▸ **Problems**:
a) In the passage on OPT for F-1 students, how long does the new rule let F-1 STEM students extend OPT beyond the initial 12 months?
b) Copy these lines of the listing word for word, starting with the line that contains "Identify a point for each instance of the blonde" and going on through the final line of the listing.

▸ **Passage**:
OPT is a form of temporary employment available to F-1 students (except those in English language training programs) that directly relates to a student’s major area of study in the United States. A student can apply to engage in OPT during or after completing his or her academic program. A student can apply for 12 months of OPT at each education level (e.g., one 12-month OPT period at the bachelor’s level and another 12-month period at the master’s level). While school is in session, the student may work up to 20 hours per week pursuant to OPT.
DHS first introduced an extension of OPT for STEM graduates in a 2008 interim final rule. Under the 2008 rule, an F-1 student with a STEM degree from a U.S. institution of higher education could apply for an additional 17 months of OPT (17-month STEM OPT extension), provided that the employer from which the student sought employment was enrolled in and remained in good standing in the E-Verify employment eligibility verification program. On August 12, 2015, the U.S. District Court for the District of Columbia ordered the vacatur of the 2008 rule on procedural grounds and remanded the issue to DHS. The court stayed the vacatur until February 12, 2016, to give DHS the opportunity to issue a new rule related to STEM OPT extensions through notice-and-comment rulemaking.
On October 19, 2015, DHS published a notice of proposed rulemaking (NPRM) to reinstate the STEM OPT extension, with changes intended to enhance the educational benefit afforded by the extension and to increase program oversight, including safeguards to protect U.S. workers. The rule received more than 50,500 comments—the most in DHS history. On January 23, 2016, the court gave DHS additional time to complete the rulemaking following review of public comments and to allow the Department to publish the rule with a 60-day delayed effective date to provide sufficient time for efficient transition to the new rule’s requirements.
DHS has now completed the final rule. Highlights include:
Extension period to increase from 17 to 24 months. Under the amended regulations, F-1 STEM students will be able to extend OPT for an additional 24 months beyond the initial 12 months, replacing the 2008 regulation that allowed F-1 STEM students to receive a 17-month extension of OPT, providing work authorization for employment related to their field of study.
New reporting requirements for F-1 students and university officials. New reporting requirements include: (1) a six-month validation requirement, confirming the F-1 student applicant’s application for work authorization through the OPT program; (2) an annual self-evaluation required of F-1 students, for designated school officials to review; and (3) an affirmative requirement for F-1 students to report any change in employment status or material departure from the adopted Training Plan. This is in addition to the requirement for F-1 employers to report similar changes to designated school officials within five business days, which remains in effect.
F-1 employer requirement to complete formal Training Plan with F-1 student. The new regulations will increase DHS oversight over the OPT program. F-1 employers must complete a formal Training Plan, Form I-983, and comply with new wage requirements. The formal Training Plan must include concrete learning objectives with proper oversight. F-1 employers must set out the terms and conditions of employment, including the specific duties, hours, and compensation.

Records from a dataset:
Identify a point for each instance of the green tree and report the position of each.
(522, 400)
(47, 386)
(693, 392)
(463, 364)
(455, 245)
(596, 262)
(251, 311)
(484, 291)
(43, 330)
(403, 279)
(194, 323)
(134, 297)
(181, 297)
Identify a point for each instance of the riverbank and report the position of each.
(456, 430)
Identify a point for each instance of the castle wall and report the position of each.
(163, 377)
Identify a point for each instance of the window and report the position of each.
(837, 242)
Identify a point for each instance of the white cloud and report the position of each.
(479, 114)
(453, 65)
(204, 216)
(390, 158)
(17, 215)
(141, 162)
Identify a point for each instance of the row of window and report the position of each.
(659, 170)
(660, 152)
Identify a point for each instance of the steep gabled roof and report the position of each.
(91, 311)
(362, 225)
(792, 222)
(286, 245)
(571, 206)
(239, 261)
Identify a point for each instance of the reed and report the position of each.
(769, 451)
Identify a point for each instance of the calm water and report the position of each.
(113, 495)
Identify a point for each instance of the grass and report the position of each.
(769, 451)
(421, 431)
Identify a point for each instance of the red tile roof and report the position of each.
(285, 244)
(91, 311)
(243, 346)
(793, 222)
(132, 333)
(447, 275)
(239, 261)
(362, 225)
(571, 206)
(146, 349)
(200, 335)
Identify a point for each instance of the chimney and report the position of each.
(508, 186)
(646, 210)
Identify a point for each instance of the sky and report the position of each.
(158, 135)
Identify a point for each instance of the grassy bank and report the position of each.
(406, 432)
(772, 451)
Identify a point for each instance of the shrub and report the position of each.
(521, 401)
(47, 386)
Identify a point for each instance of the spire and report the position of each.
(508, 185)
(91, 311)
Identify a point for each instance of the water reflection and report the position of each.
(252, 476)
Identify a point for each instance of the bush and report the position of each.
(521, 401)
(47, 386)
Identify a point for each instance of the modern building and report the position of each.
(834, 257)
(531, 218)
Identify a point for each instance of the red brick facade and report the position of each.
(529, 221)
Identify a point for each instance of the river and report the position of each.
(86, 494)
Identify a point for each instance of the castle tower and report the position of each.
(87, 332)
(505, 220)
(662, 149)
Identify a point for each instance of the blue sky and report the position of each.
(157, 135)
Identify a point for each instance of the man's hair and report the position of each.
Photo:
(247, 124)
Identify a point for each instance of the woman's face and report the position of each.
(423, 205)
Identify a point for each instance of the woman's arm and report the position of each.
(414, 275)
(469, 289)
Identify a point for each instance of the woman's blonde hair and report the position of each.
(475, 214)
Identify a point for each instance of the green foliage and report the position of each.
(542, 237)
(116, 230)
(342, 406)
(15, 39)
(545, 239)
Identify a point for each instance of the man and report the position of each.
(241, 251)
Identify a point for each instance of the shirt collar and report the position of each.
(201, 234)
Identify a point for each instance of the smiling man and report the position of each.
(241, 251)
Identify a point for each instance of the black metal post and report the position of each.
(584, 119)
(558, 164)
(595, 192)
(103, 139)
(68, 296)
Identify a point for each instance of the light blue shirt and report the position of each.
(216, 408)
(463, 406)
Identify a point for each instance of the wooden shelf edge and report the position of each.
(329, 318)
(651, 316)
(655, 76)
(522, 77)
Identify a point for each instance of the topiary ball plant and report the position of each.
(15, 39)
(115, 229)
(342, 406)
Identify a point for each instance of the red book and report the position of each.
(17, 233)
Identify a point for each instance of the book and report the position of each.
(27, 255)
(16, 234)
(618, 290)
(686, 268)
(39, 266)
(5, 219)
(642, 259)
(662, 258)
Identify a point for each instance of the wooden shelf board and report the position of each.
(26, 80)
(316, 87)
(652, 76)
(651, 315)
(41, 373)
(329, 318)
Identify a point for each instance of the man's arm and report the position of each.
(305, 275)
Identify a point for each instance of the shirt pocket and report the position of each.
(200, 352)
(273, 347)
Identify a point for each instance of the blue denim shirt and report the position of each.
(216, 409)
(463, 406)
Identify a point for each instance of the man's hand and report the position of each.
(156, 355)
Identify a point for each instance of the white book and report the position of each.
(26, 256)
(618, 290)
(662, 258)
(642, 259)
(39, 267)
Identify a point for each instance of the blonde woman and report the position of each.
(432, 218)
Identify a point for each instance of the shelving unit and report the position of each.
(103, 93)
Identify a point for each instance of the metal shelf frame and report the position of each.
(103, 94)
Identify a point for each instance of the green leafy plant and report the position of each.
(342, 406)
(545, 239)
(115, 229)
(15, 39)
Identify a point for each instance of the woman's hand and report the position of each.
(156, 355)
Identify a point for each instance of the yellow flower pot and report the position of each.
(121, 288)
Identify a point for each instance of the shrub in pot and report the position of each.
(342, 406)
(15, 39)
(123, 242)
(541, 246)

▸ **Exercise responses**:
a) An additional 24 months.

b)
Identify a point for each instance of the blonde woman and report the position of each.
(432, 218)
Identify a point for each instance of the shelving unit and report the position of each.
(103, 93)
Identify a point for each instance of the metal shelf frame and report the position of each.
(103, 94)
Identify a point for each instance of the green leafy plant and report the position of each.
(342, 406)
(545, 239)
(115, 229)
(15, 39)
Identify a point for each instance of the woman's hand and report the position of each.
(156, 355)
Identify a point for each instance of the yellow flower pot and report the position of each.
(121, 288)
Identify a point for each instance of the shrub in pot and report the position of each.
(342, 406)
(15, 39)
(123, 242)
(541, 246)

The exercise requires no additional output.